What you will do
According to the article on aircraft icing, what three factors determine the type of ice that forms?

Selection
Icing — Why Ice Is So Dangerous and How to Deal With It

Ice formation on aircraft: Clear ice, rime ice, mixed ice — how icing changes flight characteristics, anti-icing vs. de-icing, and the deadliest icing accidents.

16 Min. Reading time Sicherheit-analyse

Icing — Why Ice Is So Dangerous and How to Deal With It - Aircraft Knowledge
Icing Icing Anti-Ice Safety

Ice formation on aircraft: Clear ice, rime ice, mixed ice — how icing changes flight characteristics, anti-icing vs. de-icing, and the deadliest icing accidents.

Icing -- Why Ice Is So Dangerous and How to Deal With It

Icing is one of the most insidious hazards in aviation. What appears harmless at first glance -- a thin layer of ice on the wing -- can dramatically degrade an aircraft's flight characteristics and, in the worst case, lead to loss of control. Icing has caused numerous accidents, from light aircraft to wide-body jets. A thorough understanding of the different types of ice, their effects, and the available countermeasures is vital for every pilot's survival.

The Physics of Icing: How Does Ice Form on an Aircraft?

Icing occurs when an aircraft flies through air masses containing supercooled water. Supercooled water droplets remain liquid despite their temperature being below the freezing point -- a metastable state. As soon as these droplets strike the aircraft's surface, they crystallize instantly and form a layer of ice. The type of ice that forms depends on the temperature, droplet size, and airspeed.

Ice Types: Clear Ice, Rime Ice, and Mixed Ice

Clear Ice (Glaze Ice)

Extracted records
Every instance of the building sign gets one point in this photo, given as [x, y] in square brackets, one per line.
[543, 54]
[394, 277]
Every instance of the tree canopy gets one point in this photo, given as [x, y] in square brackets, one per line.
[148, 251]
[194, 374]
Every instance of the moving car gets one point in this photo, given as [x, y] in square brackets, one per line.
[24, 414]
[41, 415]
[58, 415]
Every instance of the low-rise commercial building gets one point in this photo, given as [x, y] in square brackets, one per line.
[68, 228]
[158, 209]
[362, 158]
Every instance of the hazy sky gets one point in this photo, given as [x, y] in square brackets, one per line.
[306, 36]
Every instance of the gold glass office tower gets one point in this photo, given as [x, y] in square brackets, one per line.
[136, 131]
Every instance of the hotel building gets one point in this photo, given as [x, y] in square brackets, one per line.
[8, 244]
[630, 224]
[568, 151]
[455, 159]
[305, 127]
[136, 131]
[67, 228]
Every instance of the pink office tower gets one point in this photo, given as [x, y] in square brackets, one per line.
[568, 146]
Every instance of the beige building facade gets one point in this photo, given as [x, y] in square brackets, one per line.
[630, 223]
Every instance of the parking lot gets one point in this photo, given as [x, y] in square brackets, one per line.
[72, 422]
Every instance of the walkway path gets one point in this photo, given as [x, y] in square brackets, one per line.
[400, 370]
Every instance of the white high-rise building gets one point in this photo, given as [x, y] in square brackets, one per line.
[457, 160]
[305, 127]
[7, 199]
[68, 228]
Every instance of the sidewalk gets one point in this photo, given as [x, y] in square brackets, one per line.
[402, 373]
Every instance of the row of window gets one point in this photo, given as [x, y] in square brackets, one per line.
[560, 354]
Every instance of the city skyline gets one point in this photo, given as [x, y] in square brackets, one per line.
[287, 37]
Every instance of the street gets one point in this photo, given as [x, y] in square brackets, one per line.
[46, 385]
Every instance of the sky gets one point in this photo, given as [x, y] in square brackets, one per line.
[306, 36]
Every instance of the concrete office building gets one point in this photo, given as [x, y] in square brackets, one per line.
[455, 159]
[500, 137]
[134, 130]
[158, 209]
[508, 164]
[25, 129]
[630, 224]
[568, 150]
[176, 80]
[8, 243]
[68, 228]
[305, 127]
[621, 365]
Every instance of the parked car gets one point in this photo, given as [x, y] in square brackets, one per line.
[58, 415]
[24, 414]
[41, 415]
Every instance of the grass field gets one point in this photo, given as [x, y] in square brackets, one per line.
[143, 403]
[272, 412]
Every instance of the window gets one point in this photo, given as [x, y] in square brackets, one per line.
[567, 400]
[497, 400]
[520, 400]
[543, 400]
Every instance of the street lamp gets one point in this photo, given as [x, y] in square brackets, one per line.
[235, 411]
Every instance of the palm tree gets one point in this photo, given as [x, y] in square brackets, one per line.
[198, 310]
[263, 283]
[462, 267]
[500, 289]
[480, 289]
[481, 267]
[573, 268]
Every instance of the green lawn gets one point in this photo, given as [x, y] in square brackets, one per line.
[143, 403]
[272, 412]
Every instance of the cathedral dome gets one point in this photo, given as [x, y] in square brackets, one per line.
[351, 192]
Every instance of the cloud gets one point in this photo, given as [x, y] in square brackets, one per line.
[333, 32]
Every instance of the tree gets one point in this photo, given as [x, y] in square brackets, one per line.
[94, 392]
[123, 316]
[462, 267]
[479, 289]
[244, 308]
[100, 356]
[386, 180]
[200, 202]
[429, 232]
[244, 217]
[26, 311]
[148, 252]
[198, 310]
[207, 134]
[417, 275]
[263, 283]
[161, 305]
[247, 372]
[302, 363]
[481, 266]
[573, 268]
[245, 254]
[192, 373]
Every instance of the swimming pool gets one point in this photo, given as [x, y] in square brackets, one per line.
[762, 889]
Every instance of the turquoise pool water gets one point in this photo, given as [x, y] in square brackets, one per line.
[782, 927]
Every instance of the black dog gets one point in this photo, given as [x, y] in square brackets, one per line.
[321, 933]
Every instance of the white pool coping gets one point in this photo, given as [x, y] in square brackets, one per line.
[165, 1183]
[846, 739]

Worked answer
Temperature, droplet size, and airspeed.